## Passage shown:
◆ ◆ ◆ ◆
301. Briefing Memorandum From the Assistant Secretary of State for East Asian and Pacific Affairs (Holbrooke) to Secretary of State Vance1

Technology Transfers and Military Sales to China

Harold intends to raise this issue at tomorrow’s VBB lunch. The attached paper embodies the recommendations of the EA “informal group.”2 In toto the steps proposed may suggest substantial adjustments in our policy toward China. In fact, however, these steps essentially implement decisions already adopted.

1. Munitions Control List. While this list (Tab A) looks long, it excludes 13 of the 19 categories on the Munitions Control List, and merely identifies those categories and parts of categories from which we will consider items for licensing on a case-by-case basis.3

2. Chinese Requests. Our proposed response to outstanding Chinese requests is outlined in Tab A, Encl. 2.4 The Defense Department’s office of Research and Engineering and the Joint Staff have reviewed the list with an eye to possible adverse consequences to our security and that of our Asian friends and allies. Their willingness to approve further discussion of various items reflects a variety of considerations. Some (e.g. Honeywell Level 66 Computers) have previously been sold to the [Page 1094] USSR. Others (e.g. 100 MB disk driver or LTN–51 INS) contain technology we have already sold to the PRC for civilian purposes. In still other cases (e.g. IR sensors) sales would be subject to strict conditions—e.g. early generation systems only.

3. U.S. Export Control Categories. This is a purely cosmetic change, but one which is symbolically important to Beijing and fully consistent with other adjustments in our trade relationship with China.

4. Dual Use Technology and COCOM. While we have informed our COCOM partners of our preference for a procedure patterned along the lines of the Polish formula, we have not formally tabled a proposal. It is time that we do so. This will surprise no one and we think our allies will buy this approach.
◆ ◆ ◆ ◆
## Data section:
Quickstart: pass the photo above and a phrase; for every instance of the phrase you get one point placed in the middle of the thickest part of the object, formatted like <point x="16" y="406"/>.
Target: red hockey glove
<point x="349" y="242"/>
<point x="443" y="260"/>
◆ ◆ ◆ ◆
## To do:
a – In the memorandum on technology transfers to China, how many of the 19 Munitions Control List categories does the attached list exclude?
b – Rewrite the memorandum on technology transfers to China starting with "Technology Transfers and" and going on through "decisions already adopted.", putting "meeting" in place of "lunch".
The listing has nothing to do with the memorandum.

## Replies:
a – It excludes 13 of the 19 categories.

b –
Technology Transfers and Military Sales to China

Harold intends to raise this issue at tomorrow’s VBB meeting. The attached paper embodies the recommendations of the EA “informal group.”2 In toto the steps proposed may suggest substantial adjustments in our policy toward China. In fact, however, these steps essentially implement decisions already adopted.